Opgave A:
Geef het stuk van de column over gelukkig zijn letterlijk terug, tussen "Terwijl ze zo" en "er ook een.", beide inbegrepen.
Opgave B:
Wat wil de peuter in de column over gelukkig zijn behalve haar speelgoed nog hebben?
Opgave C:
Som alle dingen op die we volgens de column over gelukkig zijn massaal kochten.

Tekstfragment:
--- --- ---

Gelukkig zijn

Prijswinnende column Metro

Ik paste eens op een driejarige peuter. Hoe lief en schattig dit mini mensje ook deed. Na een paar uur zat ze onwijs over mijn irritatiegrens heen. Dit monstertje had namelijk last van verzamelwoede. Al het speelgoed in de kamer werd door haar op tafel uitgestald. Vervolgens liep ze er als een waakhond omheen, loerend naar de vijand in de vorm van haar kleine zusje.

Ik sloeg de peuter gade terwijl ze ‘haar’ speelgoed tot het uiterste verdedigde. Als haar zusje toch iets te pakken kreeg, werd dit ruw uit haar handen gerukt met de woorden: “Van mij!”
Uiteindelijk kon ik het niet langer aanzien, stapte over de verdedigingslinie heen en verdeelde het speelgoed over beide partijen.
Het kleine zusje was blij dat ze weer iets had om op te kauwen en Gollem ontplofte.
Terwijl ze zo krijsend voor mijn voeten op de grond lag, vroeg ik me af wat dat toch is met spullen. Waarom willen mensen altijd maar meer? Worden we daar gelukkiger van? Uit recent onderzoek blijkt dat je van spullen helemaal niet blij wordt. Toch zijn we in de loop van de geschiedenis nooit opgehouden met dingen kopen. Voor onszelf maar ook voor ons kroost. We kochten massaal de Tamagotchi, de jojo, de Furby en nu de fidget spinner. Aan die laatste heb je helemaal niets, maar het draait lekker rond en de buren hebben er ook een.
Toen het gekrijs overging in gesnotter, probeerde ik in jip- en-janneketaal uit te leggen dat het helemaal niet leuk is om zo gefixeerd te zijn op spullen.
“En je kunt toch niet met alles tegelijkertijd spelen?” vroeg ik.
Toch was ze niet overtuigd.
“Ik wil ook nog een fiets met echte trappers.”
“Ben je dan blij als je die fiets hebt?” vroeg ik.
“Ja, zo blij.” Ze strekte haar armen zo ver mogelijk uit elkaar, want blijkbaar is het geluk van peuters afhankelijk van de lengte van hun armen.
Terwijl ze een snottebel uitveegde over haar linkerwang, keek ze me vragend aan.
“Wat wil jij het allerliefste hebben?”
Ik overwoog even om te zeggen dat ik alles al had, maar vertelde toch maar de waarheid.
“Een auto.” zei ik.
Ik zag het helemaal voor me. De vrijheid van een auto. Overal gaan en staan waar je maar wil. Nooit meer in de trein zitten, nooit meer vertraging hebben. En nooit meer rekening hoeven houden met bevroren bovenleidingen of bladeren op de rails. Met een auto zou ik echt gelukkig zijn.

--- --- ---

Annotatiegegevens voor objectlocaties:
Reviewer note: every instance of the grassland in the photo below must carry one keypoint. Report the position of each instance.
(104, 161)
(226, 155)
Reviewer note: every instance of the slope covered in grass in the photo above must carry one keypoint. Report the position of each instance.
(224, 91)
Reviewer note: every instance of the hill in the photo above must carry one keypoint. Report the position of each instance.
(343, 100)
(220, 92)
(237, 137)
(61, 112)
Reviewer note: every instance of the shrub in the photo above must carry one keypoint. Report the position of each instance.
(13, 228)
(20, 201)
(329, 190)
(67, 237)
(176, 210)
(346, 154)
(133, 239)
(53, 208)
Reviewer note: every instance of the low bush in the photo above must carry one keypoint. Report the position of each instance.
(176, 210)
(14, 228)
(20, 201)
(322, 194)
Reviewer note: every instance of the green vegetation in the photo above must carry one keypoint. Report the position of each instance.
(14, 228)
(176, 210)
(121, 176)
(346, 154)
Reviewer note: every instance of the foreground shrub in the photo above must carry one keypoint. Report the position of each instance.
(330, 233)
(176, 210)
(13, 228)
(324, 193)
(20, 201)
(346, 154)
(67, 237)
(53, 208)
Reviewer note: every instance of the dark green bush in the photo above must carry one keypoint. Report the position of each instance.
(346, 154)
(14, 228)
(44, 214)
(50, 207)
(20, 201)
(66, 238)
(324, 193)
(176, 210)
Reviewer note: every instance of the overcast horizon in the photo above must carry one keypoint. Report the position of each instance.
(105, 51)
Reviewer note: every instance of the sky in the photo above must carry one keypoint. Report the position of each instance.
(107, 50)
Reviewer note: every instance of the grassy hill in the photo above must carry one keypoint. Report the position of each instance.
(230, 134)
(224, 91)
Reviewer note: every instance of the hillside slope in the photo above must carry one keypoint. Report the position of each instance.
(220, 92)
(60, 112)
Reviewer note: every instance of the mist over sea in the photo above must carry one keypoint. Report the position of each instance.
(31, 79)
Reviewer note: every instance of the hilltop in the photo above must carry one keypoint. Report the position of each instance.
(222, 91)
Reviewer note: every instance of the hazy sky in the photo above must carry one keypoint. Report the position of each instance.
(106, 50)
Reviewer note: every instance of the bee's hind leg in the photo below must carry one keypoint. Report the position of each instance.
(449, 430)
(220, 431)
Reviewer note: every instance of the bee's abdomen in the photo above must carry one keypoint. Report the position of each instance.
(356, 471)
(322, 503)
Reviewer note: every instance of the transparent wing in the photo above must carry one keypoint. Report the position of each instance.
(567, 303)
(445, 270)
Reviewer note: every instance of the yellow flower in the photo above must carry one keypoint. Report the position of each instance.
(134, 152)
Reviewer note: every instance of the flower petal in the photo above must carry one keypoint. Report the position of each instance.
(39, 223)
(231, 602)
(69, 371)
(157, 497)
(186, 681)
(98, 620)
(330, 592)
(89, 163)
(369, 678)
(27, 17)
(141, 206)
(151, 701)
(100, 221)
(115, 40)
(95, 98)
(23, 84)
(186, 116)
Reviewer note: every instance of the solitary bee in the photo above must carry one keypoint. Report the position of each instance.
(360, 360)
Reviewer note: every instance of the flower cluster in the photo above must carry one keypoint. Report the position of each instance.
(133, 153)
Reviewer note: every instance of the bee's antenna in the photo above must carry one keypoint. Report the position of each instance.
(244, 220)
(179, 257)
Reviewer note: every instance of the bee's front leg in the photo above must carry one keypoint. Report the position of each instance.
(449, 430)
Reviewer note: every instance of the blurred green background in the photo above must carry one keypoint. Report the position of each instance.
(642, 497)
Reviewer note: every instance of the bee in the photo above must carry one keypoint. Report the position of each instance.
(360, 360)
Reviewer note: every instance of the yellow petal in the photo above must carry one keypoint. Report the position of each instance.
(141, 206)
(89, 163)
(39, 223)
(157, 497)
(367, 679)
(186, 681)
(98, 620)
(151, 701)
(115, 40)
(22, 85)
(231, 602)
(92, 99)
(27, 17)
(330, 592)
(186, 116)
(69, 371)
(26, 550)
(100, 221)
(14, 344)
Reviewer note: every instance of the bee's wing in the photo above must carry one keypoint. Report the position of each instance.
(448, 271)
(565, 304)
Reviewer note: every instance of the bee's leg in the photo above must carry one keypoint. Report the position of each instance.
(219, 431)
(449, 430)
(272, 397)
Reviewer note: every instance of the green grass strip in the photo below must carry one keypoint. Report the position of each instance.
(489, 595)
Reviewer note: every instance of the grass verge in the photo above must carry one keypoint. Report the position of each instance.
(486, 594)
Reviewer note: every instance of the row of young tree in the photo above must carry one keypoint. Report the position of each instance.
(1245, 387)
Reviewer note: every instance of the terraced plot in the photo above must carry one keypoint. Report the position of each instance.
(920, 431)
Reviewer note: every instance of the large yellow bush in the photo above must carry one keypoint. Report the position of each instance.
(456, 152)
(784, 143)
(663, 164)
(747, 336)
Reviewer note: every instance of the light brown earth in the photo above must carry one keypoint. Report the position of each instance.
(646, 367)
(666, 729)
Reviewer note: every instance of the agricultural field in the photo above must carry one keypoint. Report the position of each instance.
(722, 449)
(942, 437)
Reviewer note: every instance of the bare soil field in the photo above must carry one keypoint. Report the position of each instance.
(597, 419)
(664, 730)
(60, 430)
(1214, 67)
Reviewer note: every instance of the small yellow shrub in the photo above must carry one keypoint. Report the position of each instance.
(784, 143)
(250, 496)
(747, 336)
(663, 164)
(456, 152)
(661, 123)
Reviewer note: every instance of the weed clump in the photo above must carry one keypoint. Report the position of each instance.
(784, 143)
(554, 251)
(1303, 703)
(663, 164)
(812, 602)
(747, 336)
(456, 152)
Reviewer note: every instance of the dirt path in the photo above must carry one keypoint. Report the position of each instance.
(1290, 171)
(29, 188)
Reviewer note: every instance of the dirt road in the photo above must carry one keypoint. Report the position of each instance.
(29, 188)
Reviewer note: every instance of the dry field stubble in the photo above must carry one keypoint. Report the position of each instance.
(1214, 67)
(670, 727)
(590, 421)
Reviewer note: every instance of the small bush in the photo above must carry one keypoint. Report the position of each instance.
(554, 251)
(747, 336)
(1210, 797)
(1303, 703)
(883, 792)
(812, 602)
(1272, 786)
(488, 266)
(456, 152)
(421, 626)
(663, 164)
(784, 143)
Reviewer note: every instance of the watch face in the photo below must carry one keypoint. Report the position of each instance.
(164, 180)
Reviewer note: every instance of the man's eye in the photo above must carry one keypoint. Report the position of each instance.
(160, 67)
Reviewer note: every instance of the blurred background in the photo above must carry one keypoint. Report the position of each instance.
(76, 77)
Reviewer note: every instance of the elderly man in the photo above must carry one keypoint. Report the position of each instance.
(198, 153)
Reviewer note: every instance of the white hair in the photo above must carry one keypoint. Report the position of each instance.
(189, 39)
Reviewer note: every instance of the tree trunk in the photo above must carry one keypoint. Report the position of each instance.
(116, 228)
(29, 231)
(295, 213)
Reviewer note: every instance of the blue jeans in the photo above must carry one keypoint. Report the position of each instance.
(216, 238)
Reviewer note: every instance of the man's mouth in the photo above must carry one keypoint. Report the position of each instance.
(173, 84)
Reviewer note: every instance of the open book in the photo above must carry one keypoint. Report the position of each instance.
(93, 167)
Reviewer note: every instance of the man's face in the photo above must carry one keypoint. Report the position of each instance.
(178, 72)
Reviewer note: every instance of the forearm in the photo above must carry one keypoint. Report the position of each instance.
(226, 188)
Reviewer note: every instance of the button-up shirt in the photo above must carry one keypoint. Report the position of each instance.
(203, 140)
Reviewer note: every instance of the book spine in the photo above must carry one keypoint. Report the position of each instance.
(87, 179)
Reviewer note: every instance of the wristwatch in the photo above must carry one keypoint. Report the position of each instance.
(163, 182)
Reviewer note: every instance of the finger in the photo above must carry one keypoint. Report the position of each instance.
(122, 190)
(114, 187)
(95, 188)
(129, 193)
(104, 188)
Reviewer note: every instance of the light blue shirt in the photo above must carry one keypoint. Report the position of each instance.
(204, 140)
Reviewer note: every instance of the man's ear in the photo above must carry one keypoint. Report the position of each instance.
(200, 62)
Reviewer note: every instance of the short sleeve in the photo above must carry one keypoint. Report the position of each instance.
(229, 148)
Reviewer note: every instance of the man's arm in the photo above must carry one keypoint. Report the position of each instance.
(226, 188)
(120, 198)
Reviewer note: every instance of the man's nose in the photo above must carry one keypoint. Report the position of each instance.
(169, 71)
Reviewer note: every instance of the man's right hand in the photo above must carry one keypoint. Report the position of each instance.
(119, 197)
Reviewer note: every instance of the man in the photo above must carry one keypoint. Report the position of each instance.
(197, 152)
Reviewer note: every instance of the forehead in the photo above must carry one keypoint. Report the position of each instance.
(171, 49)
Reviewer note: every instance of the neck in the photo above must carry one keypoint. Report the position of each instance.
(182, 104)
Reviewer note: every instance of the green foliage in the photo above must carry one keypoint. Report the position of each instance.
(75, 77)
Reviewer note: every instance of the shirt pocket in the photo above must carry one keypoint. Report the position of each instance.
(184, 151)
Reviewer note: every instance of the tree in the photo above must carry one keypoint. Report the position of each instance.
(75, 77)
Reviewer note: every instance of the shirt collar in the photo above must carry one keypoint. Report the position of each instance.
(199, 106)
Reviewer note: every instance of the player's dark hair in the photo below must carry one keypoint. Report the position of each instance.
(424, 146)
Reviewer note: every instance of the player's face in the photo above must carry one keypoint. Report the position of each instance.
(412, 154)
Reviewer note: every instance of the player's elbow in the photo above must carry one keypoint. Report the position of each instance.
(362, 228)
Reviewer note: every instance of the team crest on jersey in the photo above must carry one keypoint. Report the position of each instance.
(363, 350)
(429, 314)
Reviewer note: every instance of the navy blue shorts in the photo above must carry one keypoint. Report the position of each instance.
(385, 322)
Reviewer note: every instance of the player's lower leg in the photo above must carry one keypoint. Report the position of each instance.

--- --- ---

Uitgeschreven antwoord A:
Terwijl ze zo krijsend voor mijn voeten op de grond lag, vroeg ik me af wat dat toch is met spullen. Waarom willen mensen altijd maar meer? Worden we daar gelukkiger van? Uit recent onderzoek blijkt dat je van spullen helemaal niet blij wordt. Toch zijn we in de loop van de geschiedenis nooit opgehouden met dingen kopen. Voor onszelf maar ook voor ons kroost. We kochten massaal de Tamagotchi, de jojo, de Furby en nu de fidget spinner. Aan die laatste heb je helemaal niets, maar het draait lekker rond en de buren hebben er ook een.

Uitgeschreven antwoord B:
Een fiets met echte trappers.

Uitgeschreven antwoord C:
De Tamagotchi, de jojo, de Furby en de fidget spinner.